ACTIVITY. Only lines below containing the string "target" should be counted; please give that count by itself.

PROVIDED RECORDS.

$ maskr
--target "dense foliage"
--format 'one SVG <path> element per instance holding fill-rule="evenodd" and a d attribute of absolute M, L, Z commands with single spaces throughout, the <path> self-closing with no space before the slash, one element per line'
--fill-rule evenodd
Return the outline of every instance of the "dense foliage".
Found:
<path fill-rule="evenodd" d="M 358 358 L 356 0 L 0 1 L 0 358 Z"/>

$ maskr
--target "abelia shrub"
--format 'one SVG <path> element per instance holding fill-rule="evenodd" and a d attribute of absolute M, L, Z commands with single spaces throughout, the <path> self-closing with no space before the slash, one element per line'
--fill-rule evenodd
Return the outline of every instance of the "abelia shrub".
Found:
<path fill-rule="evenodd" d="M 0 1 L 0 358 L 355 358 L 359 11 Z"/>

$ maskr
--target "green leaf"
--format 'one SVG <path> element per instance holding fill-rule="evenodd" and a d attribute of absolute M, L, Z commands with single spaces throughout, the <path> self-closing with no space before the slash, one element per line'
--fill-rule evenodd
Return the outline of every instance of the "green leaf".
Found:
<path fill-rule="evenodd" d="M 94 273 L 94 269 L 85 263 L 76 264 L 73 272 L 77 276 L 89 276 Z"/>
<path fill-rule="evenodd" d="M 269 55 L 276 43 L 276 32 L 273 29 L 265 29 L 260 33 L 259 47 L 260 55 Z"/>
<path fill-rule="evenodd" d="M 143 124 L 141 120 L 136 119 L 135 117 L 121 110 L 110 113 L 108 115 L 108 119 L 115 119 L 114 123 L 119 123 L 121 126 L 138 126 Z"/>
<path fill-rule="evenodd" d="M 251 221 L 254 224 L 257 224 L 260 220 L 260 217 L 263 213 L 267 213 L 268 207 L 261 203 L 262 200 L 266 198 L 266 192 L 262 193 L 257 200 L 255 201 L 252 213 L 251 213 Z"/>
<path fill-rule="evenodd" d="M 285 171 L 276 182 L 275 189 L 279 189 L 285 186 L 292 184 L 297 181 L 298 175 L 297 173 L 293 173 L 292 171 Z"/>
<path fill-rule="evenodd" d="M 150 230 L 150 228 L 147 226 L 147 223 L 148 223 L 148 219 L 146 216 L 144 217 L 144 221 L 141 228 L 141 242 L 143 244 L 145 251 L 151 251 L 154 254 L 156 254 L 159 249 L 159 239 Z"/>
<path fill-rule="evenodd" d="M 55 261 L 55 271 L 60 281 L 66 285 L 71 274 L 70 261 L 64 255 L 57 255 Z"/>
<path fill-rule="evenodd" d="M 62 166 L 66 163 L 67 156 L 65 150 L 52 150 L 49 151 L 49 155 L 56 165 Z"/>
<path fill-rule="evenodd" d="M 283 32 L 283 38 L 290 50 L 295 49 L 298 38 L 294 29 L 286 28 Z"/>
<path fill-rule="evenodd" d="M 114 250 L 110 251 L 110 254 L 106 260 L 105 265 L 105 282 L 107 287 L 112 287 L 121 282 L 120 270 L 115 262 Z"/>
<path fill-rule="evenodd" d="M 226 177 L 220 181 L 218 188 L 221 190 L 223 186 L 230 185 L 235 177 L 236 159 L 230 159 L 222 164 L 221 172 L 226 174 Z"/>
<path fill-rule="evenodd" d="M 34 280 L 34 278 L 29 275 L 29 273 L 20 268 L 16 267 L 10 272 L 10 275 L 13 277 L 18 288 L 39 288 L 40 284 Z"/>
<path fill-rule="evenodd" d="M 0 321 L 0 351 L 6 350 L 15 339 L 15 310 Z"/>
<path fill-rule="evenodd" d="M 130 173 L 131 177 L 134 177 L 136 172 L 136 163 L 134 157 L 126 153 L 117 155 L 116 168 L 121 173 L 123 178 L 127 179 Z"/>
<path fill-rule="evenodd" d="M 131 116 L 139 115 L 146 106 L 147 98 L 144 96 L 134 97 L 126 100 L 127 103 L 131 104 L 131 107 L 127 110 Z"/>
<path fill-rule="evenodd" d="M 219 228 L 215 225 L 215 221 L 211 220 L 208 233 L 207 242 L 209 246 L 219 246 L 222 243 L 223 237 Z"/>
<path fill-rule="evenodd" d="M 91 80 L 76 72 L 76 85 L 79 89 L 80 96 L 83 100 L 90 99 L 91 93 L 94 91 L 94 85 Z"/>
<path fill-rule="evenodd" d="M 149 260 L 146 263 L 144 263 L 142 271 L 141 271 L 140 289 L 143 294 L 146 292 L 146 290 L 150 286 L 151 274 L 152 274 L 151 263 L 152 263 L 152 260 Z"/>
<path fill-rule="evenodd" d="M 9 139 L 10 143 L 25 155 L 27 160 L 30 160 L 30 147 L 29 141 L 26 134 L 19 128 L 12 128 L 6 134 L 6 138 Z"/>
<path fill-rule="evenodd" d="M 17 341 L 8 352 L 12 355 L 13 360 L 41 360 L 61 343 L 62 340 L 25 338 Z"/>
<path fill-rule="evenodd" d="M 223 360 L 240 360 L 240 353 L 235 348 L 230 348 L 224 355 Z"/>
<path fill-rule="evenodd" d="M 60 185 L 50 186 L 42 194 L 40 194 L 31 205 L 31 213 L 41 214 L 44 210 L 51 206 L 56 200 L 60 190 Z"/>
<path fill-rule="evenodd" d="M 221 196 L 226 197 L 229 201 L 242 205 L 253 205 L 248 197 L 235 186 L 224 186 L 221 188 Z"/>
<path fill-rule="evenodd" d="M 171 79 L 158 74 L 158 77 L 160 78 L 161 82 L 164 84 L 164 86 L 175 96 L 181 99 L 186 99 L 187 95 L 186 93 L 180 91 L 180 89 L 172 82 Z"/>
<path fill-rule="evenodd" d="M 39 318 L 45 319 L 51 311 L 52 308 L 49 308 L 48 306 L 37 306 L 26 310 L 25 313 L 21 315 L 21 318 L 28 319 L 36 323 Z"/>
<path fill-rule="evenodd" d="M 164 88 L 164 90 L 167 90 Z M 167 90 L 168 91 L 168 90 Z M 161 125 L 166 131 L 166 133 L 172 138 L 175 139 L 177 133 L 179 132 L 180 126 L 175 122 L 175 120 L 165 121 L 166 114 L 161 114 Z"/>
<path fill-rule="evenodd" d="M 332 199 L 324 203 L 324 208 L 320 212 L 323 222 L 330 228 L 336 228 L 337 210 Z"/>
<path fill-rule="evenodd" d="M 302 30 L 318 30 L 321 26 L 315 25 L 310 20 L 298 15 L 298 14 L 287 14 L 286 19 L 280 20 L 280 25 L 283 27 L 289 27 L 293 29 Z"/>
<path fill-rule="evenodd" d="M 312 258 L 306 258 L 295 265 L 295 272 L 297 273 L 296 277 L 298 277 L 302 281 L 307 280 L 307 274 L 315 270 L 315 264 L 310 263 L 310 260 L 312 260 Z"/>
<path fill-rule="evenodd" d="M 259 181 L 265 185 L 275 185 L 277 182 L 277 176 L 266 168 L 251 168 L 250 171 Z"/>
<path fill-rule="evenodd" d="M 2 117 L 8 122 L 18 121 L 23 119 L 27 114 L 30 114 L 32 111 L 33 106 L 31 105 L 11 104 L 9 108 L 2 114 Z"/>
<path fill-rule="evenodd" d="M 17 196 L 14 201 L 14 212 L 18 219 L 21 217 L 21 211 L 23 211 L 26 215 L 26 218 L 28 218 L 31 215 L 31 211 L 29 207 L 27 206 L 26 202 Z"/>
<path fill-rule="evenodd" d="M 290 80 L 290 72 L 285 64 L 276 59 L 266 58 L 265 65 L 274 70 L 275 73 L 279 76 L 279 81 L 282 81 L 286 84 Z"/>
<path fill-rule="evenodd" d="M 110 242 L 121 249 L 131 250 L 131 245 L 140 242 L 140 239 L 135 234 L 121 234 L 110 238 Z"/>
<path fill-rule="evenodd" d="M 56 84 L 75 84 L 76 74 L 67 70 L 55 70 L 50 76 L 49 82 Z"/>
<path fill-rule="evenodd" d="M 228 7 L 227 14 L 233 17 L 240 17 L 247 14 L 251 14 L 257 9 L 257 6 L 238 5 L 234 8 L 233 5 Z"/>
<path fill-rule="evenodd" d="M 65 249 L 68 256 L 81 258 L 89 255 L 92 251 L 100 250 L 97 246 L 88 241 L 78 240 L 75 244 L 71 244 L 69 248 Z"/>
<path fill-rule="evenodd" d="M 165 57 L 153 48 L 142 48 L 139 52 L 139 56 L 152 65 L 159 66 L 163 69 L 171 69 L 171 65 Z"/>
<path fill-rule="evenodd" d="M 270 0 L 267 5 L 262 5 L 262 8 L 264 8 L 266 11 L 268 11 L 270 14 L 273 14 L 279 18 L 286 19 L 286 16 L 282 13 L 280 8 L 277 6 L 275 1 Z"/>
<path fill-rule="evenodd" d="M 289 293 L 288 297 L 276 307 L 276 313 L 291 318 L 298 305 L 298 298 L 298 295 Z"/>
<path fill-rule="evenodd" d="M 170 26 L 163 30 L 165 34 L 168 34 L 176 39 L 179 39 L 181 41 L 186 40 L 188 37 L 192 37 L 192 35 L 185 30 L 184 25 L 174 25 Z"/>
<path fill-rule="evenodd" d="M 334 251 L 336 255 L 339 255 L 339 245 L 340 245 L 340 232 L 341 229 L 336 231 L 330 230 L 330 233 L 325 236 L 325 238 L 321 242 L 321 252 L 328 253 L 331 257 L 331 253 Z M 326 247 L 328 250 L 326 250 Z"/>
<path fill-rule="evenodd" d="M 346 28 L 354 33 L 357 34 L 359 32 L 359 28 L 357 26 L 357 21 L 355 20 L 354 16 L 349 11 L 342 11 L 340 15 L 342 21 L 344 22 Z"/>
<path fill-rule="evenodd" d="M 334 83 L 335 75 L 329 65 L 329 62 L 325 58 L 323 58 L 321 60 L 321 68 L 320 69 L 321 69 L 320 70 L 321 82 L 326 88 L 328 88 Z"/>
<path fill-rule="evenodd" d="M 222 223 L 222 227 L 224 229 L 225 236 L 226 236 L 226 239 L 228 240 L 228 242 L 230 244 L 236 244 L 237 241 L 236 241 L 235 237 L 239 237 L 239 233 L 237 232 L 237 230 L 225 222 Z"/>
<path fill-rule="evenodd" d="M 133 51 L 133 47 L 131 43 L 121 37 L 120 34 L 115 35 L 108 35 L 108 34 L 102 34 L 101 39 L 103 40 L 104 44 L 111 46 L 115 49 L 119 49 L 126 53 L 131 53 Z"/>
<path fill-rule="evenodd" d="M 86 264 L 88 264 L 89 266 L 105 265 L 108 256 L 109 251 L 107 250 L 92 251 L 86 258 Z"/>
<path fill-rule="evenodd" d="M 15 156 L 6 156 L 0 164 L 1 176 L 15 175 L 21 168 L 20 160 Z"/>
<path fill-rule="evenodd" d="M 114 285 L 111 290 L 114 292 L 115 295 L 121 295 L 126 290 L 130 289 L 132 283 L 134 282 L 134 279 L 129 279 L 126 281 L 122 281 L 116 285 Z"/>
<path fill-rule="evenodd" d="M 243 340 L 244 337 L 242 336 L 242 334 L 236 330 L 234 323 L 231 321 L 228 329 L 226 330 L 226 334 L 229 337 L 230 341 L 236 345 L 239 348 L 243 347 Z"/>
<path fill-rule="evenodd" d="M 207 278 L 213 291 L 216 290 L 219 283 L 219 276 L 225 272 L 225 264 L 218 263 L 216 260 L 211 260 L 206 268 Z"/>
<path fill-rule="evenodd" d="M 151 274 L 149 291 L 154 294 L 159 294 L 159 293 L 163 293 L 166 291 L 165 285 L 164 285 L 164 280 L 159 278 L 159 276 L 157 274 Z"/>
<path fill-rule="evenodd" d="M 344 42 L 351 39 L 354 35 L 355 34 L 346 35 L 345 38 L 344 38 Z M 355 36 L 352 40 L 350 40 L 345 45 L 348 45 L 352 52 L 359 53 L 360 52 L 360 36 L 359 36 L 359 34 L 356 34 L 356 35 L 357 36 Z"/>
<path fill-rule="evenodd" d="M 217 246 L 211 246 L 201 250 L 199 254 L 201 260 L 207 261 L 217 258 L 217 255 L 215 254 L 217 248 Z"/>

YOUR SOLUTION. 3